- Exercise description:
Exact reproduction of the following data is required.

- Material for the task:
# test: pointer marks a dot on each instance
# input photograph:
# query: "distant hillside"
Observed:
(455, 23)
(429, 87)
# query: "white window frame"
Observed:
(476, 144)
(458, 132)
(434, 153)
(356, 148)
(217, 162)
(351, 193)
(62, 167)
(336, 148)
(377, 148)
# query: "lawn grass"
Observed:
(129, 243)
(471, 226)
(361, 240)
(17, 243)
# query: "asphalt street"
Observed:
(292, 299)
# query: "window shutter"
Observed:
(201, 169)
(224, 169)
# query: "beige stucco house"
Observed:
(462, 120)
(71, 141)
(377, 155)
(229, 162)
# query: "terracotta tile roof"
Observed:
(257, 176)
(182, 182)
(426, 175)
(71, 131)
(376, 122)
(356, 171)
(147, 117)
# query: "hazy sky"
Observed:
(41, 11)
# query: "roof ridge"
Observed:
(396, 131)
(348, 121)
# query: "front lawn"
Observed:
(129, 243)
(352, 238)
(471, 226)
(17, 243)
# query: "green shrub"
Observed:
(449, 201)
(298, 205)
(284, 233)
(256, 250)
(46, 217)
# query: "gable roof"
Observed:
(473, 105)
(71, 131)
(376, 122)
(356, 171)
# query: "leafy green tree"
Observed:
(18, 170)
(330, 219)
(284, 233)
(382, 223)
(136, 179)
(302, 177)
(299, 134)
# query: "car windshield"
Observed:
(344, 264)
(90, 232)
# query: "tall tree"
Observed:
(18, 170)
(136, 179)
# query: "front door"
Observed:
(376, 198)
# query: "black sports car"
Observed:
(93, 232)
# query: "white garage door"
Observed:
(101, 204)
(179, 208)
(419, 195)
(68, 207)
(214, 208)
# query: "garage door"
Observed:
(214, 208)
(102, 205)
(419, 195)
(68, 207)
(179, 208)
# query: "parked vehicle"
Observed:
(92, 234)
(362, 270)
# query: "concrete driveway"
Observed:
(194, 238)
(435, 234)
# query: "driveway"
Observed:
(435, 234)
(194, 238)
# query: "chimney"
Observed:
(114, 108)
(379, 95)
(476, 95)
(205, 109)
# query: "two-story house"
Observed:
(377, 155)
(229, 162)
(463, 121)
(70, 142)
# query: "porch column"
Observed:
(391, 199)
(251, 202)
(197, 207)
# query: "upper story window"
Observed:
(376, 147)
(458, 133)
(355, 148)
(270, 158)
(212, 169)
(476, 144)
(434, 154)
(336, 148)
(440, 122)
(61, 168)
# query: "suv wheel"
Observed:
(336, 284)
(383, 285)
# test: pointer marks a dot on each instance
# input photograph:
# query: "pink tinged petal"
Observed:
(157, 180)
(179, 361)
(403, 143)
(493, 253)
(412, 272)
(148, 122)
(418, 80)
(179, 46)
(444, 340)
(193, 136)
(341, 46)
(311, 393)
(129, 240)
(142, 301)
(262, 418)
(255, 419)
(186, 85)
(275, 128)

- Written answer:
# test: pointer marks a dot on each instance
# input photograph:
# query: "distant hillside"
Observed:
(455, 23)
(429, 87)
# query: "white window frame"
Observed:
(476, 144)
(458, 132)
(434, 153)
(356, 148)
(217, 162)
(351, 193)
(62, 167)
(336, 148)
(377, 148)
# query: "lawn grass"
Observed:
(129, 243)
(471, 226)
(361, 240)
(17, 243)
# query: "asphalt street"
Observed:
(292, 299)
# query: "window shutter"
Observed:
(201, 169)
(224, 169)
# query: "beige stucco house"
Observed:
(462, 120)
(71, 141)
(377, 155)
(229, 162)
# query: "terracotta tile roof"
Observed:
(257, 176)
(182, 182)
(426, 175)
(71, 131)
(376, 122)
(356, 171)
(147, 117)
# query: "hazy sky"
Observed:
(41, 11)
# query: "roof ridge"
Observed:
(396, 131)
(348, 121)
# query: "front lawn"
Observed:
(129, 243)
(352, 238)
(471, 226)
(17, 243)
# query: "green shrub"
Observed:
(449, 201)
(298, 205)
(284, 233)
(256, 250)
(46, 217)
# query: "gable roof"
Observed:
(473, 105)
(71, 131)
(376, 122)
(356, 171)
# query: "leafy green tree"
Observed:
(18, 170)
(330, 219)
(284, 233)
(382, 223)
(136, 179)
(302, 177)
(299, 134)
# query: "car windshield"
Observed:
(344, 264)
(90, 232)
# query: "tall tree"
Observed:
(18, 170)
(136, 179)
# query: "front door"
Observed:
(376, 198)
# query: "black sports car"
Observed:
(93, 232)
# query: "white garage door"
Observed:
(101, 204)
(179, 208)
(419, 195)
(68, 207)
(214, 208)
# query: "garage door"
Observed:
(214, 208)
(102, 205)
(419, 195)
(68, 207)
(179, 208)
# query: "parked vehicle"
Observed:
(92, 234)
(362, 270)
# query: "concrete driveway"
Observed:
(194, 238)
(435, 234)
# query: "driveway"
Observed:
(435, 234)
(194, 238)
# query: "chimney"
Observed:
(114, 108)
(379, 95)
(476, 95)
(205, 109)
# query: "two-story house"
Observed:
(377, 155)
(229, 162)
(463, 121)
(70, 142)
# query: "porch column"
Observed:
(391, 199)
(251, 202)
(197, 207)
# query: "upper story window"
Observed:
(376, 147)
(458, 133)
(355, 148)
(270, 158)
(212, 169)
(476, 144)
(434, 154)
(336, 148)
(440, 122)
(61, 168)
# query: "suv wheel"
Observed:
(336, 284)
(383, 285)
# test: pointer marks a dot on each instance
# input photograph:
# query: "pink tinged petal"
Observed:
(157, 180)
(179, 361)
(403, 143)
(493, 253)
(412, 272)
(148, 122)
(418, 80)
(179, 46)
(444, 340)
(193, 136)
(341, 46)
(311, 393)
(129, 240)
(142, 301)
(262, 418)
(255, 419)
(186, 85)
(275, 128)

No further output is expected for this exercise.